Goal | Pick out every line in the records below that contains the string "woman" and copy each one.

Start of Recorded information

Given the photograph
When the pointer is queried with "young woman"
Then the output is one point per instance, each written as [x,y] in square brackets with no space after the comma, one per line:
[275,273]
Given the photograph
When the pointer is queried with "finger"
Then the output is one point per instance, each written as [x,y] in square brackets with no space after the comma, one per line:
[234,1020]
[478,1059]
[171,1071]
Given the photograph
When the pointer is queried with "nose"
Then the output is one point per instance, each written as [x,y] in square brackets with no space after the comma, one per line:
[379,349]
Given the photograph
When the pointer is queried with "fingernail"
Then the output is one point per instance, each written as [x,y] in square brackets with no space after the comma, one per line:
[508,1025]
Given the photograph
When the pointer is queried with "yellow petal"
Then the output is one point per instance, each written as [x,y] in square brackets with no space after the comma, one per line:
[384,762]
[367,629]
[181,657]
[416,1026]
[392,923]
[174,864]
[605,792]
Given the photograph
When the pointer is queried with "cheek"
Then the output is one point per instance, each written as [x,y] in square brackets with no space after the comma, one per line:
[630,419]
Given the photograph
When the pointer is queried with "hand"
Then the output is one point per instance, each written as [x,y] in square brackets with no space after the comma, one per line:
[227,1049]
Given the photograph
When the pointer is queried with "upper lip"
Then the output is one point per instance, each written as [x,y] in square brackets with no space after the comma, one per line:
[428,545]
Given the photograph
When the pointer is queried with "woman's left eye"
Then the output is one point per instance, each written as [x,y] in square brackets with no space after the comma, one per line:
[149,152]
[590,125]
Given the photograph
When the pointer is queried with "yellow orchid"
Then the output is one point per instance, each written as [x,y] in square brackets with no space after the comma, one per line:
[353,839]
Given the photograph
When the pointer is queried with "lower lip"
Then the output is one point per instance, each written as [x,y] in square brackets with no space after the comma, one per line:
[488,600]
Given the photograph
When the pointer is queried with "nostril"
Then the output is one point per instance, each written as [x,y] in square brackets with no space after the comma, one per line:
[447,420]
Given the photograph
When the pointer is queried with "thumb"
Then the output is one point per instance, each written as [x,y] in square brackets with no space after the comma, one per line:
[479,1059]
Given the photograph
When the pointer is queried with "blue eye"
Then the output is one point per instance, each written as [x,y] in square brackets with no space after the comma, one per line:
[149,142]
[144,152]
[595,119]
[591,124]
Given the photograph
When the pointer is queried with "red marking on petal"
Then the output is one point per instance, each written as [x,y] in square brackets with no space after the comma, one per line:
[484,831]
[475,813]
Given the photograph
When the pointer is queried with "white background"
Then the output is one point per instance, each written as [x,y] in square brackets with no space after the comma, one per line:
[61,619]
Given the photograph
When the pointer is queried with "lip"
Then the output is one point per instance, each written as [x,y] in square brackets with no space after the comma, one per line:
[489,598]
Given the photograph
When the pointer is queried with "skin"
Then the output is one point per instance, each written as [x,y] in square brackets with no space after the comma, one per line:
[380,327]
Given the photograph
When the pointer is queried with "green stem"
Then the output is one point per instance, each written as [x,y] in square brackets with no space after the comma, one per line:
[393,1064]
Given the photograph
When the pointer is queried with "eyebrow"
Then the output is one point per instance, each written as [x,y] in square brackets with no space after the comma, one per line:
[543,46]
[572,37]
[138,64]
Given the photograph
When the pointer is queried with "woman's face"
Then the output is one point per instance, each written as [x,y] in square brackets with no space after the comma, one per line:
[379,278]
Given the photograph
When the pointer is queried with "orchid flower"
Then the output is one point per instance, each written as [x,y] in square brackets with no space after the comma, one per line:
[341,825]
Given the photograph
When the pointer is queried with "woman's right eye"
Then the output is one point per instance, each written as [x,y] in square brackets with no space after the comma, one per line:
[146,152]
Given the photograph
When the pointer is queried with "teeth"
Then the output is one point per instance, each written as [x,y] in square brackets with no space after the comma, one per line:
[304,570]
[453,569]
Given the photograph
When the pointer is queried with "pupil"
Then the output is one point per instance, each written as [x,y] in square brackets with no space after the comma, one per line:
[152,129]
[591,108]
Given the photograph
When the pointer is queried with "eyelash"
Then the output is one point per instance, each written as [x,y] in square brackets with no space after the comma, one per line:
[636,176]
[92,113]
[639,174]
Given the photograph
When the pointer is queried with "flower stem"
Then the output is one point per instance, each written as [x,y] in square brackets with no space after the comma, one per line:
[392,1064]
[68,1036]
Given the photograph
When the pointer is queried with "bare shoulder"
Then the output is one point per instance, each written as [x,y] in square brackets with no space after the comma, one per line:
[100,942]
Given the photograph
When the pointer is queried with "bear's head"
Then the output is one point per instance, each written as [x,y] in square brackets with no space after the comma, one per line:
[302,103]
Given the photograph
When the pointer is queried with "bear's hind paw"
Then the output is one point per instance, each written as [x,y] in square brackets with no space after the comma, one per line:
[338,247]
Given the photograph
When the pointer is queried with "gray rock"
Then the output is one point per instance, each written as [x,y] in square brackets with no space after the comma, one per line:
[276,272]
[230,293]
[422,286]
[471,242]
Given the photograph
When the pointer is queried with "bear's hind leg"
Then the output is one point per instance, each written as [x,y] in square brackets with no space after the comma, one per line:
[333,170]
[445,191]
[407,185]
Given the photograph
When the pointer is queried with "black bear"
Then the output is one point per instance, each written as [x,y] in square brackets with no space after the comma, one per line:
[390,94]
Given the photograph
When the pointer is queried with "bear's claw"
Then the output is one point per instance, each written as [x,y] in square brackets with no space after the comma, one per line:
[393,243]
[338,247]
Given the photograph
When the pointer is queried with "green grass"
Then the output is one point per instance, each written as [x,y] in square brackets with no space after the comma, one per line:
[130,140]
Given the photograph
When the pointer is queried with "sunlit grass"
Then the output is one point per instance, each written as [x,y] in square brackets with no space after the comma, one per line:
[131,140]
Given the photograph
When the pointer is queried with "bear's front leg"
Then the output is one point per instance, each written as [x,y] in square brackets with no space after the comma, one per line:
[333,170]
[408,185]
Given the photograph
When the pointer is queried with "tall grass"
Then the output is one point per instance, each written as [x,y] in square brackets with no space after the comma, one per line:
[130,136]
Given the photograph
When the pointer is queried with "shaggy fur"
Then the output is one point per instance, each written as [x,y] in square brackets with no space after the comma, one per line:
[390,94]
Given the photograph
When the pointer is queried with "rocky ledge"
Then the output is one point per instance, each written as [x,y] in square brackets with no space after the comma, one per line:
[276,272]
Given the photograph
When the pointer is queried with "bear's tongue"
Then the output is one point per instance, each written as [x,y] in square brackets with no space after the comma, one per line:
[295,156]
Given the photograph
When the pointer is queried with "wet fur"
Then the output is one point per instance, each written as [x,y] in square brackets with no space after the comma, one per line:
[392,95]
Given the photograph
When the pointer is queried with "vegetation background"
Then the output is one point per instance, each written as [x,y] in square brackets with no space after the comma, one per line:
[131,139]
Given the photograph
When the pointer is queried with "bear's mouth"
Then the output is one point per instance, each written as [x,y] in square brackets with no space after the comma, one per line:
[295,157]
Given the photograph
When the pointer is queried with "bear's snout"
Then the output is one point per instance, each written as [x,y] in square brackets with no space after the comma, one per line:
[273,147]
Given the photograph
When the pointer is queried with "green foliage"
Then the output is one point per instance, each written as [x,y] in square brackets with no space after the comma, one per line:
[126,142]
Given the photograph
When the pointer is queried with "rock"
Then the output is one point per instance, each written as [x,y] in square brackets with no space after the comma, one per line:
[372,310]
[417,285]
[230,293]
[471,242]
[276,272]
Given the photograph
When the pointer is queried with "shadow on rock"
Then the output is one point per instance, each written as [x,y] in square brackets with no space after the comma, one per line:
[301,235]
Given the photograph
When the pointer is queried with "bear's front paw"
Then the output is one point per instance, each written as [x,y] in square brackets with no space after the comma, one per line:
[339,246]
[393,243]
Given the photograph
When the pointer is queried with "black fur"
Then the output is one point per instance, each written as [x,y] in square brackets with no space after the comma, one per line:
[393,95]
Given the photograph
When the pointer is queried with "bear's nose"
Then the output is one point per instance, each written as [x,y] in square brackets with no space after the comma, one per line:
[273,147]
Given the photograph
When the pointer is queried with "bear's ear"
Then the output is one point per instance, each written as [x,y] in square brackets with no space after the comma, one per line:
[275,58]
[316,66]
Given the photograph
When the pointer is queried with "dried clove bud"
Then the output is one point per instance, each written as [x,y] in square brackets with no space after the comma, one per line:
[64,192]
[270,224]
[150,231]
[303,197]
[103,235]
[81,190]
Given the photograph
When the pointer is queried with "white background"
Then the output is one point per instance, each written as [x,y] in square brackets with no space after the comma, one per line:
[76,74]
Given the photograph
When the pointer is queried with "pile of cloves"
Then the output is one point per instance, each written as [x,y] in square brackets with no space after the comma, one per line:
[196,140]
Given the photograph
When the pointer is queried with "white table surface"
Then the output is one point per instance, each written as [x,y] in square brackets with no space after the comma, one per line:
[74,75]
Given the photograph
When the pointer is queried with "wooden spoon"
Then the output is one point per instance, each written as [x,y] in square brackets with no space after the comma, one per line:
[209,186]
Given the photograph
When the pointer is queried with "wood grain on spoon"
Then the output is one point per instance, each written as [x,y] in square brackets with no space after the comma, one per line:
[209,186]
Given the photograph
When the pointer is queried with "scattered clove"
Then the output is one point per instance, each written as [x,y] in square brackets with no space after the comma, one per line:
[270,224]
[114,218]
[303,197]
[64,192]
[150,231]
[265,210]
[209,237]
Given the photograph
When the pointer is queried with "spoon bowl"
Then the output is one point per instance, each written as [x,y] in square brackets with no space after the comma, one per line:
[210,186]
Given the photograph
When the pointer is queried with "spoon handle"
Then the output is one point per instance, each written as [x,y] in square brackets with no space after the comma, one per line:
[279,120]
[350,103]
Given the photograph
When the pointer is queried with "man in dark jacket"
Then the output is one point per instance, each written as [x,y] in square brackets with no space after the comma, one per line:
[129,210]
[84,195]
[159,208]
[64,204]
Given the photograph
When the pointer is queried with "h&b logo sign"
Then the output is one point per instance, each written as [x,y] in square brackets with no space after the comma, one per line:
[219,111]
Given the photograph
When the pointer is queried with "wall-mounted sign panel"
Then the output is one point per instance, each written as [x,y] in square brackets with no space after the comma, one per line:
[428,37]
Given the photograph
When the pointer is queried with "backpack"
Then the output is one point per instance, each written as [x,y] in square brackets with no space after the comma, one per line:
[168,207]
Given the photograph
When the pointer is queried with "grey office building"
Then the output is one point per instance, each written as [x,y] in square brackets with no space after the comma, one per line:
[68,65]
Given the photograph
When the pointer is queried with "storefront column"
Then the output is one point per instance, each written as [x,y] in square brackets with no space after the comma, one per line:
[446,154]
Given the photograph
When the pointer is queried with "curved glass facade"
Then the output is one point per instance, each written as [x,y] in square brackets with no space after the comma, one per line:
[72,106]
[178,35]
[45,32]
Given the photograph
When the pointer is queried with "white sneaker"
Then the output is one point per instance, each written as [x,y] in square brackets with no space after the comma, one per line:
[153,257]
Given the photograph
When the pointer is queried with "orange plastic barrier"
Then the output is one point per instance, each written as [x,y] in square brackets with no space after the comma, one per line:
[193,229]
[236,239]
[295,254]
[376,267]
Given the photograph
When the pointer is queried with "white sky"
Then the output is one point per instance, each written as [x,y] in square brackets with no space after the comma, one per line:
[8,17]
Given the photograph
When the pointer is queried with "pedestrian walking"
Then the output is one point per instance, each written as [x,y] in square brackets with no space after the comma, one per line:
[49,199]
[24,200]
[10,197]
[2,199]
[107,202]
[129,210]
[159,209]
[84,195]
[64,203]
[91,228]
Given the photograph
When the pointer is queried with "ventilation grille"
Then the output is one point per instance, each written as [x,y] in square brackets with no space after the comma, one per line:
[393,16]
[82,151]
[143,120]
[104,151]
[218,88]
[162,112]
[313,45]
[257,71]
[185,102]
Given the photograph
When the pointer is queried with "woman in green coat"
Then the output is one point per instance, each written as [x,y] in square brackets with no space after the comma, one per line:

End of Recorded information

Reply to the exercise |
When the pointer is queried with "young woman"
When the pointer is queried with "woman's left eye"
When the pointer is queried with "woman's face"
When the pointer is queried with "woman's right eye"
When the pointer is queried with "woman in green coat"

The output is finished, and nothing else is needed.